/---

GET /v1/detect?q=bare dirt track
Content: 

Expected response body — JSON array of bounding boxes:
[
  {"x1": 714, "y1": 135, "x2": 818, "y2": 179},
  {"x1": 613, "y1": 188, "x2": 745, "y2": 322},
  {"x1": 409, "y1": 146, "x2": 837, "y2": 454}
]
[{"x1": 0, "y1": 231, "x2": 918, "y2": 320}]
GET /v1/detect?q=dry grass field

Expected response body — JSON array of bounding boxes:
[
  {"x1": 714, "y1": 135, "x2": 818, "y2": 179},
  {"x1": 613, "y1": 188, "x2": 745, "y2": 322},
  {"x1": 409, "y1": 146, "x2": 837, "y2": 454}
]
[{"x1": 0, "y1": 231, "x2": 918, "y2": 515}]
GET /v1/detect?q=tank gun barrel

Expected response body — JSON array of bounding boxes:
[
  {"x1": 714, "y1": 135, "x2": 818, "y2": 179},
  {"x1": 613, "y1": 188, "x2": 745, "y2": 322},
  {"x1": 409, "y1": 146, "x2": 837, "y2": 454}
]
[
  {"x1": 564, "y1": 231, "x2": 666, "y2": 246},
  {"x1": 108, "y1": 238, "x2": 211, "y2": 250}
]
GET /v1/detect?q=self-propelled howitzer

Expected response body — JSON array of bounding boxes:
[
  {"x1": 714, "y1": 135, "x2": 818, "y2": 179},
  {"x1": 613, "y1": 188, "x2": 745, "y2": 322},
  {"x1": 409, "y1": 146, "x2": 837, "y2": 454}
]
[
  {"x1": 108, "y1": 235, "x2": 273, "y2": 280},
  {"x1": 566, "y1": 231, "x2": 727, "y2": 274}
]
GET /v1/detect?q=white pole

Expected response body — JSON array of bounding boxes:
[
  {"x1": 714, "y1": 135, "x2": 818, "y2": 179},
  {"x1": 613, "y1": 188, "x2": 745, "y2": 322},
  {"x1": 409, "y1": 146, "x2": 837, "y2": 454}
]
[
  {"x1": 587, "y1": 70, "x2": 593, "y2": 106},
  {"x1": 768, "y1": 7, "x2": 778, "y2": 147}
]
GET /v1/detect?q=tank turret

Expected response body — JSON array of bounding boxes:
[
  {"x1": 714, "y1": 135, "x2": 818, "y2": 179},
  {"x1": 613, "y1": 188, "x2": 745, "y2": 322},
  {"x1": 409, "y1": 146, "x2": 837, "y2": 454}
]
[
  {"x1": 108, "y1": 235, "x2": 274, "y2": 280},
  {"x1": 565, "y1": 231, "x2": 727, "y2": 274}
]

\---

→ **WRITTEN EXERCISE**
Recast every line of the data above as a Markdown table with two columns, No. for the row number and Text for the line. Leave out blank lines.

→ **RESULT BELOW**
| No. | Text |
|---|---|
| 1 | GET /v1/detect?q=bare dirt track |
| 2 | Content:  |
| 3 | Expected response body — JSON array of bounding boxes: |
| 4 | [ |
| 5 |   {"x1": 714, "y1": 135, "x2": 818, "y2": 179}, |
| 6 |   {"x1": 613, "y1": 188, "x2": 745, "y2": 322}, |
| 7 |   {"x1": 409, "y1": 146, "x2": 837, "y2": 454} |
| 8 | ] |
| 9 | [{"x1": 0, "y1": 231, "x2": 918, "y2": 320}] |
| 10 | GET /v1/detect?q=dry grass field |
| 11 | Expected response body — JSON array of bounding boxes: |
| 12 | [ |
| 13 |   {"x1": 714, "y1": 135, "x2": 818, "y2": 179}, |
| 14 |   {"x1": 613, "y1": 188, "x2": 745, "y2": 322}, |
| 15 |   {"x1": 409, "y1": 146, "x2": 837, "y2": 454} |
| 16 | ] |
| 17 | [{"x1": 0, "y1": 231, "x2": 918, "y2": 515}] |
| 18 | GET /v1/detect?q=tank gun barrel |
| 19 | Expected response body — JSON array of bounding boxes: |
| 20 | [ |
| 21 |   {"x1": 714, "y1": 135, "x2": 818, "y2": 179}, |
| 22 |   {"x1": 613, "y1": 188, "x2": 745, "y2": 322}, |
| 23 |   {"x1": 409, "y1": 146, "x2": 837, "y2": 454} |
| 24 | ] |
| 25 | [ |
| 26 |   {"x1": 564, "y1": 231, "x2": 666, "y2": 246}, |
| 27 |   {"x1": 108, "y1": 238, "x2": 211, "y2": 250} |
| 28 | ] |
| 29 | GET /v1/detect?q=self-propelled howitzer |
| 30 | Expected response body — JSON array of bounding boxes: |
| 31 | [ |
| 32 |   {"x1": 714, "y1": 135, "x2": 818, "y2": 179}, |
| 33 |   {"x1": 613, "y1": 188, "x2": 745, "y2": 322}, |
| 34 |   {"x1": 409, "y1": 146, "x2": 837, "y2": 454} |
| 35 | ] |
| 36 | [ |
| 37 |   {"x1": 108, "y1": 235, "x2": 273, "y2": 280}, |
| 38 |   {"x1": 566, "y1": 231, "x2": 727, "y2": 274} |
| 39 | ] |
| 40 | GET /v1/detect?q=white pole |
| 41 | Expected response body — JSON array of bounding boxes: |
| 42 | [ |
| 43 |   {"x1": 714, "y1": 135, "x2": 818, "y2": 179}, |
| 44 |   {"x1": 613, "y1": 188, "x2": 745, "y2": 322}, |
| 45 |   {"x1": 409, "y1": 146, "x2": 837, "y2": 454} |
| 46 | ] |
| 47 | [ |
| 48 |   {"x1": 587, "y1": 70, "x2": 593, "y2": 106}, |
| 49 |   {"x1": 768, "y1": 7, "x2": 778, "y2": 147} |
| 50 | ] |
| 51 | GET /v1/detect?q=tank turret |
| 52 | Expected response body — JSON array of bounding boxes: |
| 53 | [ |
| 54 |   {"x1": 714, "y1": 135, "x2": 818, "y2": 179}, |
| 55 |   {"x1": 613, "y1": 188, "x2": 745, "y2": 322}, |
| 56 |   {"x1": 409, "y1": 146, "x2": 837, "y2": 454} |
| 57 | ] |
| 58 | [ |
| 59 |   {"x1": 108, "y1": 235, "x2": 274, "y2": 280}, |
| 60 |   {"x1": 565, "y1": 231, "x2": 727, "y2": 274} |
| 61 | ] |